Studies on the cellular prion protein (PrPC) have been actively conducted because misfolded PrPC is known to cause transmissible spongiform encephalopathies or prion disease. PrPC is a glycophosphatidylinositol‐anchored cell surface glycoprotein that has been reported to affect several cellular functions such as stress protection, cellular differentiation, mitochondrial homeostasis, circadian rhythm, myelin homeostasis, and immune modulation. Recently, it has also been reported that PrPC mediates tumor progression by enhancing the proliferation, metastasis, and drug resistance of cancer cells. In addition, PrPC regulates cancer stem cell properties by interacting with cancer stem cell marker proteins. In this review, we summarize how PrPC promotes tumor progression in terms of proliferation, metastasis, drug resistance, and cancer stem cell properties. In addition, we discuss strategies to treat tumors by modulating the function and expression of PrPC via the regulation of HSPA1L/HIF‐1α expression and using an anti‐prion antibody.

Cancer, PRNP, PrPC, prion protein,

1. Introduction

The cellular prion protein (PrPC) is a cell surface glycophosphatidylinositol (GPI)-anchored protein consisting of 208 amino acids, and it is encoded by the PRNP gene located on chromosome 20. PrPC has been intensively studied since it was proposed that misfolding of PrPC plays a key role in the pathogenesis of neurodegenerative diseases called transmissible spongiform encephalopathies [1][2][3]. Studies have shown that PrPC is not simply a cause of neurodegenerative diseases, but it is an important protein involved in many cellular functions such as stress protection, cellular differentiation, mitochondrial homeostasis, circadian rhythm, myelin homeostasis, and immune modulation [4][5][6][7][8][9][10]. Furthermore, several studies have shown that PrPC expression is associated with tumor progression [11][12][13][14][15]. Before addressing the role of PrPC in tumor progression, we briefly introduce herein some biochemical aspects of PrPC.

PrPC is first synthesized as a precursor protein (pre-pro-PrP) comprising 253 amino acids with a signal peptide at the N-terminus and a GPI anchor peptide signaling sequence (GPI-PSS) at the C-terminus. The signal peptide directs pre-pro-PrP into the endoplasmic reticulum (ER), wherein it is cleaved to generate pro-PrP. The pro-PrP is then translocated from the ER to the Golgi complex [16][17] to be further processed by the addition of N-linked glycans, removal of the GPI-PSS, and addition of the pre-assembled GPI anchor [18][19]. Finally, the mature PrPC of 208 amino acids is translocated to the outer membrane leaflet of cells. However, not all PrPCs are present on the cell surface. They are constantly internalized through the recycling endosome and trafficked back repeatedly [20][21][22]. Through this recycling process, PrPCs are also found in the Golgi [22][23], in addition to the nucleus [24][25] and mitochondria [26][27].

The relationship between PrPC and cancer progression was first discovered when PRNP was identified as one of the most-expressed genes in pancreatic cancer cells [28]. Around the same time, other researchers found that PrPC was overexpressed in a drug-resistant cancer cell line compared to the parental cell line [29]. Based on several studies, it is now well established that PrPC is involved in the main aspects of cancer biology: proliferation, metastasis, and drug resistance. Moreover, the relationship between PrPC and cancer stem cell phenotypes has also been uncovered [30][31].

:::

* [Work instruction 1]: For each statement, answer yes or no according to the PrPC review excerpt, and quote the words that decide it. (a) Mature PrPC is made up of 208 amino acids. (b) The PRNP gene sits on chromosome 21. (c) Every PrPC is found on the cell surface.
* [Work instruction 2]: Reproduce the PrPC review excerpt from "The relationship between PrPC and cancer progression" to "been uncovered [30][31]." without changes.
* [Work instruction 3]: Extend the PrPC review excerpt, beginning right after its final sentence.
The rows that come next have no connection to the PrPC review excerpt.

(Referring-expression pointing data)
:::

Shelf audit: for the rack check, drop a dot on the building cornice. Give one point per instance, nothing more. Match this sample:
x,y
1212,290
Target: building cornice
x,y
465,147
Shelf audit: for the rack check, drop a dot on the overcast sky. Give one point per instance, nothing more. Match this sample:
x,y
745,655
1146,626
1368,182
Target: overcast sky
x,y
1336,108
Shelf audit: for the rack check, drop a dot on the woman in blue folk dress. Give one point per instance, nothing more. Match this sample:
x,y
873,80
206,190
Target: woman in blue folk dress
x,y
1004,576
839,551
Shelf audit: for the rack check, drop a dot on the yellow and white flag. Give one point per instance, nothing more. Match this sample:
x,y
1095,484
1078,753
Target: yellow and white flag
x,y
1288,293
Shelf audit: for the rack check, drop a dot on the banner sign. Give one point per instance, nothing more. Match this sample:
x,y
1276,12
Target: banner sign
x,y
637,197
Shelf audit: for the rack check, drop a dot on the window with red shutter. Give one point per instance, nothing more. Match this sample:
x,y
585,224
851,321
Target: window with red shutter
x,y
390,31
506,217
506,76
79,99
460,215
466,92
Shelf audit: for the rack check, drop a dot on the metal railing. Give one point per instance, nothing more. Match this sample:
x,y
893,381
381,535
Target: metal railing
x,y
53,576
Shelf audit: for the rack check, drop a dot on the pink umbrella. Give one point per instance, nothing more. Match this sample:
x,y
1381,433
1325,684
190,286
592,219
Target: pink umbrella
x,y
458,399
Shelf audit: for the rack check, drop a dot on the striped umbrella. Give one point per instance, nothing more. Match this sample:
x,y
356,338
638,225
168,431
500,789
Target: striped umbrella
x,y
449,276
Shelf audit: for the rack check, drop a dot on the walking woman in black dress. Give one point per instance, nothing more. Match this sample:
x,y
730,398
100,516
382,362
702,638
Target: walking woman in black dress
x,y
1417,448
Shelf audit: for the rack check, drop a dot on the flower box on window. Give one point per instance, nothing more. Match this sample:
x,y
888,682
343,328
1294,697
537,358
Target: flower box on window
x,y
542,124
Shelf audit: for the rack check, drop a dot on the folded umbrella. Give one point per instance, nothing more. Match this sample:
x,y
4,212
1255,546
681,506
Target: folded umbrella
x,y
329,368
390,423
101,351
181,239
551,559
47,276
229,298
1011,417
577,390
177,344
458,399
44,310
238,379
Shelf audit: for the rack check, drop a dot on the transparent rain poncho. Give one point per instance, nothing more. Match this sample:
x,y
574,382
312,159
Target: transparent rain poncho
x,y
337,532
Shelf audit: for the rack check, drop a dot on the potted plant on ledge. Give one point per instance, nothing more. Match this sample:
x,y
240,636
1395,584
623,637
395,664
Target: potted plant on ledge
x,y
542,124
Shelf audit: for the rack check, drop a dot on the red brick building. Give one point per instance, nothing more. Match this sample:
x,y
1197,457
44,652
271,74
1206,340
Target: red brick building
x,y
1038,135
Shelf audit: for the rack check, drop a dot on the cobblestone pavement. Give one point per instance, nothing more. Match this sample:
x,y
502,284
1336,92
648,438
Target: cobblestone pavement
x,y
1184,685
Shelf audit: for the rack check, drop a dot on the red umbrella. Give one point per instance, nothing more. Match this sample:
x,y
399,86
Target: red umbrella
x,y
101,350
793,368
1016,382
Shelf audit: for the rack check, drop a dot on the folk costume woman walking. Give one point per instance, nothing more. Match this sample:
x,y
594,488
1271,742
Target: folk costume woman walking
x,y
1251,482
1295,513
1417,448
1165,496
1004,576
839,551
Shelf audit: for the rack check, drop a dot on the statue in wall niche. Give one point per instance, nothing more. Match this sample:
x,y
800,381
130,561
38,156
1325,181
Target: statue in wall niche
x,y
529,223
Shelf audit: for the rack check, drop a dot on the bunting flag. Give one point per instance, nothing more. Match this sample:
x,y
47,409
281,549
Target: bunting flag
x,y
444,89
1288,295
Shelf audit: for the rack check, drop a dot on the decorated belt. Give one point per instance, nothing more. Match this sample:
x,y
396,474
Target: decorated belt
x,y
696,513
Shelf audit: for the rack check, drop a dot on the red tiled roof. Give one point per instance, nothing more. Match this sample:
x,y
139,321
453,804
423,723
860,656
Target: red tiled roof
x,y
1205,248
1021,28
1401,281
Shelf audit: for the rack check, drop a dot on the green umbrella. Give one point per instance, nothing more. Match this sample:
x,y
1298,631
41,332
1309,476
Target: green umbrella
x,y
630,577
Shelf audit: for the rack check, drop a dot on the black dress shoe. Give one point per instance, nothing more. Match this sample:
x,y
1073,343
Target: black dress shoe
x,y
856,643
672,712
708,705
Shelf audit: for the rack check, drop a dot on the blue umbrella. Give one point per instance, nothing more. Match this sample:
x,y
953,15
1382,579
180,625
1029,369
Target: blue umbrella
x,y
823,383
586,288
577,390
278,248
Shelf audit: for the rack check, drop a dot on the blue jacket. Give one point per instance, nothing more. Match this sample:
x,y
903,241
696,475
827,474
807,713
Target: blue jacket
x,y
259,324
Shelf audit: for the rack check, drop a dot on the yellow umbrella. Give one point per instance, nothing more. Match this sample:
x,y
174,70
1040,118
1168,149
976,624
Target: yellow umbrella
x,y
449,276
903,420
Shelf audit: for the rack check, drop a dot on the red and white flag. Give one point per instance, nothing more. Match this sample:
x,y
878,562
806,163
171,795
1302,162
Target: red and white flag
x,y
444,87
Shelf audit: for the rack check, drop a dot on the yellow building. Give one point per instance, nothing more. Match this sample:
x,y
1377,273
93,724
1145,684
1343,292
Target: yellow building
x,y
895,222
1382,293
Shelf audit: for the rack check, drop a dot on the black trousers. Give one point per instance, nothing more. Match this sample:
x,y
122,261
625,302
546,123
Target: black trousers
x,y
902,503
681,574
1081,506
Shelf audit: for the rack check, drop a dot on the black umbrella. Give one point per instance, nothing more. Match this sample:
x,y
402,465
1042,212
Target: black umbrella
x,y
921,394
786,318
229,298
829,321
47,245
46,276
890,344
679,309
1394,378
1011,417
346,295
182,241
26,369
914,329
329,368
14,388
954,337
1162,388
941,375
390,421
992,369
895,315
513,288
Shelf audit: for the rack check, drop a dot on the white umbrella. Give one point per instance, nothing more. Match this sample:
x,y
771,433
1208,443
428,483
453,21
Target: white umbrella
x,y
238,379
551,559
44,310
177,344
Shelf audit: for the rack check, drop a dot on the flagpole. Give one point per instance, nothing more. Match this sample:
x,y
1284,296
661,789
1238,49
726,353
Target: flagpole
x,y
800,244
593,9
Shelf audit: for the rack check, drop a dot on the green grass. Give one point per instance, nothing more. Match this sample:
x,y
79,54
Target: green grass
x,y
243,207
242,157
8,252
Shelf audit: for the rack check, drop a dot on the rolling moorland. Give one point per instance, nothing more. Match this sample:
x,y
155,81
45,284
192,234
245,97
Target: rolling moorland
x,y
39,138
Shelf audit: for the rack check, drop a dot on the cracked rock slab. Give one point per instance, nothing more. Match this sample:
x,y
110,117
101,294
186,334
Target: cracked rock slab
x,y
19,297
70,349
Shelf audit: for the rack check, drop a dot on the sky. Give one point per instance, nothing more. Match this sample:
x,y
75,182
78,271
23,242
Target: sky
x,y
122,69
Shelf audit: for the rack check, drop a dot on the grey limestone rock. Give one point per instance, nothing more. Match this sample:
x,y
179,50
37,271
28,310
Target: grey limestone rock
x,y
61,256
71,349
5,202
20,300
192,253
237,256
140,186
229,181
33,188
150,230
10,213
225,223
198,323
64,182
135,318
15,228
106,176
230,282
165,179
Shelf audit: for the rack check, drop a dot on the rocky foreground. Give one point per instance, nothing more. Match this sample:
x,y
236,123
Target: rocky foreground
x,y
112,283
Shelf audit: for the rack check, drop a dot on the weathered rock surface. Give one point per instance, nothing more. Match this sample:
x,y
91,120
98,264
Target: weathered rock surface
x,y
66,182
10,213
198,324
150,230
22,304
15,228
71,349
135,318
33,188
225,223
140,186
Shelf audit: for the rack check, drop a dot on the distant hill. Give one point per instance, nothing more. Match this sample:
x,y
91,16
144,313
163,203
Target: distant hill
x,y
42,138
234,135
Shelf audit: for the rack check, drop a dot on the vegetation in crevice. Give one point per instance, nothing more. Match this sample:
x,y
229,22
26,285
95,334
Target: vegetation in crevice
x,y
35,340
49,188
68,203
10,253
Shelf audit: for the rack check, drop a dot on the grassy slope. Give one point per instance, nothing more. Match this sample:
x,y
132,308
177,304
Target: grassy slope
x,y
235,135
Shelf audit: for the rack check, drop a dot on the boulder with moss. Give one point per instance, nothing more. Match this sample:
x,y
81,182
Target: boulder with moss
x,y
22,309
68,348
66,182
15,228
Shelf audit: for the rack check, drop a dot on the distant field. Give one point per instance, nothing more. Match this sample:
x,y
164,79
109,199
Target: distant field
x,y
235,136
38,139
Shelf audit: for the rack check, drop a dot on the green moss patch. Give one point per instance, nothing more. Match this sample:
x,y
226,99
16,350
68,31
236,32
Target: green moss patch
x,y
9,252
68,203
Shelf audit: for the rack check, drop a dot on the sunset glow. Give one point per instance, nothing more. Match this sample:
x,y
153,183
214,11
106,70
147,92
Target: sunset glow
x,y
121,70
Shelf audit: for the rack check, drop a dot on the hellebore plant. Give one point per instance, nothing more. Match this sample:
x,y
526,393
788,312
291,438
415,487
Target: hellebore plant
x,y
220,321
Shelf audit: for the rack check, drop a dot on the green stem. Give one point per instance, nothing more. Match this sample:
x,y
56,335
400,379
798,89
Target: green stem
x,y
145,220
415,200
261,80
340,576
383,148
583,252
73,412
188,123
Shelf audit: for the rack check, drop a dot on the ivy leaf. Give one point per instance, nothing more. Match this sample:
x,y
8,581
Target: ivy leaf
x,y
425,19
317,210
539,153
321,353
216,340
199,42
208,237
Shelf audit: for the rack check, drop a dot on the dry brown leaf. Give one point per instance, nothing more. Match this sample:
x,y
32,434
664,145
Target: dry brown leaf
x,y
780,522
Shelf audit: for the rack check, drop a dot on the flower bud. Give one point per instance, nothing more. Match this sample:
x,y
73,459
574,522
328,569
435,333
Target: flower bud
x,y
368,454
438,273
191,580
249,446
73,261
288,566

:::

* [Answer box 1]:
(a) Yes: "the mature PrPC of 208 amino acids is translocated to the outer membrane leaflet of cells"
(b) No: "encoded by the PRNP gene located on chromosome 20"
(c) No: "However, not all PrPCs are present on the cell surface."

* [Answer box 2]:
The relationship between PrPC and cancer progression was first discovered when PRNP was identified as one of the most-expressed genes in pancreatic cancer cells [28]. Around the same time, other researchers found that PrPC was overexpressed in a drug-resistant cancer cell line compared to the parental cell line [29]. Based on several studies, it is now well established that PrPC is involved in the main aspects of cancer biology: proliferation, metastasis, and drug resistance. Moreover, the relationship between PrPC and cancer stem cell phenotypes has also been uncovered [30][31].

* [Answer box 3]:
2. Overview of Physiological Functions of PrPC

PrPC is known to regulate several functions of cells, such as stress protection, cellular differentiation, mitochondrial homeostasis, circadian rhythm, myelin homeostasis, and immune modulation. In this review, we briefly summarize the effects of PrPC on stress protection, cellular differentiation, and mitochondrial homeostasis.

Several studies have shown that PrPC can directly inhibit apoptosis. PrPC expression inhibited mitochondria-dependent apoptosis in Bax-overexpressing human primary neurons and MCF-7 breast cancer cells [32][33]. In addition, downregulation of PrPC reduced the viability of MDA-MB-435 breast cancer cells after serum deprivation [34]. In primary hippocampal neurons, PrPC protected the cells against staurosporine-induced cell death by interacting with stress-induced phosphoprotein 1 (STI1) [35][36][37]. PrPC is also known to protect cells from oxidative stress. For example, the basal levels of ROS and lipid peroxidation were lower in PrPC-transfected neuroblastoma and epithelial cell lines than in untransfected controls [38][39]. In addition, the expression of PrPC by primary neurons and astrocytes has been associated with lower levels of damage caused by the addition of various oxidative toxins such as xanthine oxidase, kainic acid, and hydrogen peroxide [40][41]. PrPC has also been found to be involved in the ER-stress response. When breast carcinoma cells were treated with the ER-stress inducing compounds such as brefeldin A, tunicamycin, and thapsigargin, the expression of PrPC was induced. Downregulation of PrPC in several cancer cell lines resulted in an increase in cell death in response to these toxins [13].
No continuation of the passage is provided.